- **Task requirements**
Carry over every entry exactly as written, though not the pictures it contains.

- **Excerpted data**
┌──

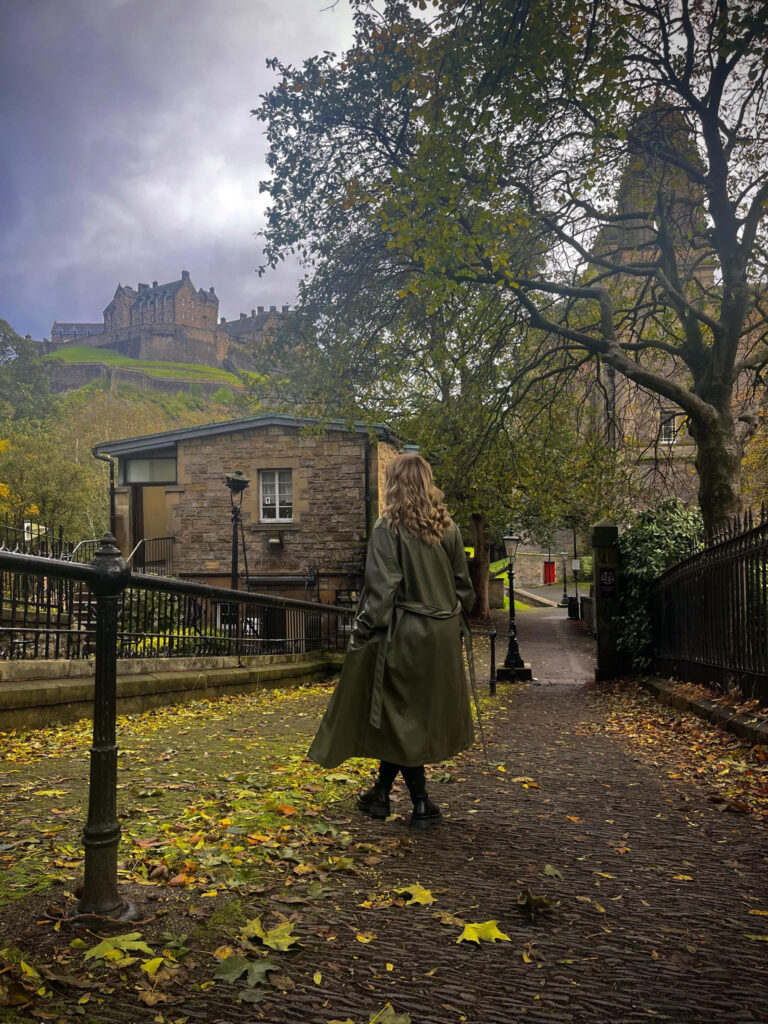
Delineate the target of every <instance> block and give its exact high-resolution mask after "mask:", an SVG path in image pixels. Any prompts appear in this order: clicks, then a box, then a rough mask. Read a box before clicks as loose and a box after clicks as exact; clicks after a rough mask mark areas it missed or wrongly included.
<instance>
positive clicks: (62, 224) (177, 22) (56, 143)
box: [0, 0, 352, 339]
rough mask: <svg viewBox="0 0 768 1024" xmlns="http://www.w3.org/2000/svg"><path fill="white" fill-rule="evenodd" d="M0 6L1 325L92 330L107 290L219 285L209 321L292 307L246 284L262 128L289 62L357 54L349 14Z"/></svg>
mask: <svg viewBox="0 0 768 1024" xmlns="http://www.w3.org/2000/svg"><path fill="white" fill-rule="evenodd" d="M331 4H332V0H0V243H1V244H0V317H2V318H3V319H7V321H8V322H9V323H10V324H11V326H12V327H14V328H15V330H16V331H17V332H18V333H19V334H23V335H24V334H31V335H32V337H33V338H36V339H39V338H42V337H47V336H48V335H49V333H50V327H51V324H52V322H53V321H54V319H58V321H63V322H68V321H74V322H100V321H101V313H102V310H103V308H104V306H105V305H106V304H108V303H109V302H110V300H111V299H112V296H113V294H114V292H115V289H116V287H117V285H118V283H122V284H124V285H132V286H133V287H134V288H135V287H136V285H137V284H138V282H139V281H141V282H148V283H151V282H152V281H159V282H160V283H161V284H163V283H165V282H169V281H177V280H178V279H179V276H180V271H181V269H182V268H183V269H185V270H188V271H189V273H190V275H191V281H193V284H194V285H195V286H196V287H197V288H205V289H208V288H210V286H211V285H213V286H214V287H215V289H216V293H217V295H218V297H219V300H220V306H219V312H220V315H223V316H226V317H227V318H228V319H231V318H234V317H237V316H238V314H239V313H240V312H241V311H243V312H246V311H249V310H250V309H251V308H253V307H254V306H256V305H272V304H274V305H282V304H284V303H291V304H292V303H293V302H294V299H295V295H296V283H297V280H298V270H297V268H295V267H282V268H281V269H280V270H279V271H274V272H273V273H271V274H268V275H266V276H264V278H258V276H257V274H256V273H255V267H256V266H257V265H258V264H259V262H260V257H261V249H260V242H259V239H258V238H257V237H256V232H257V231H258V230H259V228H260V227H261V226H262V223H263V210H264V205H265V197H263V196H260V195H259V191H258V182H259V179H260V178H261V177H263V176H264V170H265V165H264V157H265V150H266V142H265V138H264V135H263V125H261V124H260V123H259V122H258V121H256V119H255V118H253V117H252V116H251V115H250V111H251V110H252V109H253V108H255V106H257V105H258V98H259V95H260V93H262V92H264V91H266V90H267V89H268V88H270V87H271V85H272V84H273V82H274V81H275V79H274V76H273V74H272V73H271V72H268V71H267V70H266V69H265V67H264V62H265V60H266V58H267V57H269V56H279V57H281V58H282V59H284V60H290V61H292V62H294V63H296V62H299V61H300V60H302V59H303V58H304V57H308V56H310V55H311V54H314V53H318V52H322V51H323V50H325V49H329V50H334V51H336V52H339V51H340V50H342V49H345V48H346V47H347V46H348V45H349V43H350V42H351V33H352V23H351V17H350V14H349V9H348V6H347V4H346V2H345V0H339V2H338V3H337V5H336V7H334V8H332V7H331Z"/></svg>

└──

- **Answer space**
Delineate the target of every <instance> block and give its exact high-resolution mask after "mask:", an SVG path in image pixels. Any prompts appear in this order: clicks, then a box, then a rough mask. Read a box before clicks as loose and a box after clicks as exact; clicks after a rough mask mark areas it missed or wrongly included.
<instance>
positive clicks: (62, 224) (177, 22) (56, 143)
box: [0, 0, 352, 339]
rough mask: <svg viewBox="0 0 768 1024" xmlns="http://www.w3.org/2000/svg"><path fill="white" fill-rule="evenodd" d="M0 6L1 325L92 330L107 290L219 285L209 321L292 307L246 284L262 128L289 62L357 54L349 14Z"/></svg>
mask: <svg viewBox="0 0 768 1024" xmlns="http://www.w3.org/2000/svg"><path fill="white" fill-rule="evenodd" d="M331 4H332V0H0V243H1V244H0V317H2V318H3V319H7V321H8V322H9V323H10V324H11V326H12V327H14V328H15V330H16V331H17V332H18V333H19V334H23V335H24V334H31V335H32V337H33V338H36V339H39V338H42V337H47V336H48V335H49V333H50V327H51V324H52V322H53V321H54V319H58V321H63V322H68V321H74V322H100V321H101V313H102V310H103V308H104V306H105V305H106V304H108V303H109V302H110V300H111V299H112V296H113V294H114V292H115V289H116V287H117V285H118V283H122V284H124V285H132V286H133V287H134V288H135V287H136V285H137V284H138V282H139V281H141V282H148V283H151V282H152V281H159V282H160V283H161V284H163V283H165V282H169V281H177V280H178V279H179V276H180V271H181V269H182V268H183V269H185V270H188V271H189V273H190V275H191V281H193V284H194V285H195V286H196V287H197V288H205V289H208V288H210V286H211V285H213V286H214V287H215V289H216V293H217V295H218V297H219V300H220V306H219V312H220V315H223V316H226V317H227V318H228V319H231V318H234V317H237V316H238V314H239V313H240V312H241V311H243V312H246V311H249V310H250V309H251V308H253V307H254V306H256V305H272V304H274V305H282V304H284V303H291V304H292V303H293V302H294V299H295V295H296V283H297V280H298V270H297V268H295V267H282V268H281V269H280V270H279V271H274V272H273V273H271V274H268V275H266V276H264V278H258V276H257V274H256V273H255V267H256V266H257V265H258V264H259V262H260V257H261V249H260V242H259V239H258V238H257V237H256V232H257V231H258V230H259V228H260V227H261V226H262V223H263V210H264V205H265V197H263V196H260V195H259V191H258V182H259V179H260V178H261V177H263V176H264V170H265V165H264V157H265V150H266V142H265V138H264V135H263V125H261V124H260V123H259V122H258V121H256V119H255V118H253V117H252V116H251V115H250V111H251V110H252V109H253V108H255V106H257V105H258V98H259V95H260V93H262V92H264V91H266V90H267V89H268V88H270V87H271V85H272V84H273V82H274V81H275V79H274V76H273V74H272V73H271V72H268V71H267V70H266V69H265V67H264V62H265V60H266V58H267V57H269V56H279V57H281V58H282V59H284V60H290V61H292V62H294V63H296V62H299V61H300V60H302V59H303V58H304V57H308V56H310V55H311V54H314V53H318V52H322V51H323V50H325V49H329V50H334V51H336V52H339V51H340V50H342V49H345V48H346V47H347V46H348V45H349V43H350V42H351V33H352V23H351V17H350V14H349V9H348V6H347V4H346V2H345V0H339V2H338V3H337V5H336V7H334V8H332V7H331Z"/></svg>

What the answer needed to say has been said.